● **TASK TO COMPLETE**:
Answer these questions from the post about The Way of Kings below:
(a) Which two authors did the friend who recommended the book first introduce the writer to?
(b) Where are cities built on Roshar?
(c) What are Shardblades and Shardplate?

● **SUPPLIED PASSAGE**:

When it comes to selecting books to read I tend to trust my favourite bloggers, booktubers and friends on Goodreads for recommendations. I also go on the advice of friends. There’s one friend in particular who has never given me a bad recommendation (no pressure Craig). He was the one that introduced me to George R R Martin and Raymond E Feist. His latest recommendation was The Way of Kings by Brandon Sanderson and so I plunged into the first book in the Stormlight Archive series, and yes, he was right again!
Roshar is a world of stone and storms. Uncanny tempests of incredible power sweep across the rocky terrain so frequently that they have shaped ecology and civilization alike. Animals hide in shells, trees pull in branches, and grass retracts into the soilless ground. Cities are built only where the topography offers shelter.
It has been centuries since the fall of the ten consecrated orders known as the Knights Radiant, but their Shardblades and Shardplate remain: mystical swords and suits of armor that transform ordinary men into near-invincible warriors. Men trade kingdoms for Shardblades. Wars were fought for them, and won by them.

● **Data extracted from a collection**:
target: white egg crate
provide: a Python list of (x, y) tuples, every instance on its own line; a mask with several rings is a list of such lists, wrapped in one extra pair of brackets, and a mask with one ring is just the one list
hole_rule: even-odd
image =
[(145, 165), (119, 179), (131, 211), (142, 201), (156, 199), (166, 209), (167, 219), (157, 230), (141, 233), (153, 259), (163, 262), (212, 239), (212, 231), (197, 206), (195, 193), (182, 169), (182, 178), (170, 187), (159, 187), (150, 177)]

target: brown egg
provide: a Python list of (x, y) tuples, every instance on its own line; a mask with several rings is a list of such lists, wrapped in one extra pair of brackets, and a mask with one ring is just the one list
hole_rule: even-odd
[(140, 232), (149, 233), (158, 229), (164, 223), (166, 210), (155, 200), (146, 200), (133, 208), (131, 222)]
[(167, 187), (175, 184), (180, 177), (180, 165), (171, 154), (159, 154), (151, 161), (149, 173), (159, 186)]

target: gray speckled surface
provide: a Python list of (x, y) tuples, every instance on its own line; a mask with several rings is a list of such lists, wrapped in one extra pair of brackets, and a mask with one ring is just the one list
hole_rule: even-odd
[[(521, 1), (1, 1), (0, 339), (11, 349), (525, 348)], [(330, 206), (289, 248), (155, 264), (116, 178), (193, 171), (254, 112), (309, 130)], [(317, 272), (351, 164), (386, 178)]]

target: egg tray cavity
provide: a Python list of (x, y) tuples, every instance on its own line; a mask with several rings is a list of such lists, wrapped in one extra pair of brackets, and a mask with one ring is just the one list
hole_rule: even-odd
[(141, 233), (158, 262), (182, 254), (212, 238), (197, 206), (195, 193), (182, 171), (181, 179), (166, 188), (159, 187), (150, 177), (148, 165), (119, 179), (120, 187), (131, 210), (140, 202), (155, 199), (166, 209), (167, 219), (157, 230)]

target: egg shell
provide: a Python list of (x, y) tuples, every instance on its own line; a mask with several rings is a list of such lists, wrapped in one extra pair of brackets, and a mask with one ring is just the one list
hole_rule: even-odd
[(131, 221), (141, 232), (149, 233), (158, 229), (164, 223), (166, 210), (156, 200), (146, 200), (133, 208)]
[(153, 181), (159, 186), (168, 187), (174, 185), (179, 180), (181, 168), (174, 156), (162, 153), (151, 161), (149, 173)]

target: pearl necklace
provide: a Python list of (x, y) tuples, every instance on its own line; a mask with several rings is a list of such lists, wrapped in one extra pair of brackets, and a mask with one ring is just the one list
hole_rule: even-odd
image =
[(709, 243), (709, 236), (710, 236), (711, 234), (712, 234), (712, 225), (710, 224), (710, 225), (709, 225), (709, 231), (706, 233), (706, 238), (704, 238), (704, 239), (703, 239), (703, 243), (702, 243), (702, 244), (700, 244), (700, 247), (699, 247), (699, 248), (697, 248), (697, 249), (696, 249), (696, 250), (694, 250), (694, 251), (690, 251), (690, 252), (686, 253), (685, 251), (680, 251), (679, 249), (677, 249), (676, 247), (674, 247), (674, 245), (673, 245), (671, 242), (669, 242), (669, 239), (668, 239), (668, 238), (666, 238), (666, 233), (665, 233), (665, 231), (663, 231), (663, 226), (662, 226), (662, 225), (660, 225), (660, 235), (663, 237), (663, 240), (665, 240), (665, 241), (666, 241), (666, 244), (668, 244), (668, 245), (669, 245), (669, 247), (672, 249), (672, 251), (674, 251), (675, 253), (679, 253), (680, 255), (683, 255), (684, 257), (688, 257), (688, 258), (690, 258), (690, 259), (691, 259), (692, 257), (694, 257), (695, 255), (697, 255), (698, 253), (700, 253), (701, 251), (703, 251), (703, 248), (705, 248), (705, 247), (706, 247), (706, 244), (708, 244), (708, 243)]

● **EXERCISE ANSWER**:
(a) George R R Martin and Raymond E Feist.
(b) Only where the topography offers shelter.
(c) Mystical swords and suits of armor that transform ordinary men into near-invincible warriors.